# Task prompt
Copy the listing below line for line, changing no character.
Start
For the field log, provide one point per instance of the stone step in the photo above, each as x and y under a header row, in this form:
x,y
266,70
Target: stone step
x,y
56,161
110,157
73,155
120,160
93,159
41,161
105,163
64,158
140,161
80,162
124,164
End
# Exercise solution
For the field log, provide one point per instance of the stone step in the photo above, each as x and y under a header row, in this form:
x,y
266,70
Target: stone step
x,y
56,161
110,157
73,155
120,160
93,159
41,161
105,163
64,158
140,161
80,162
124,164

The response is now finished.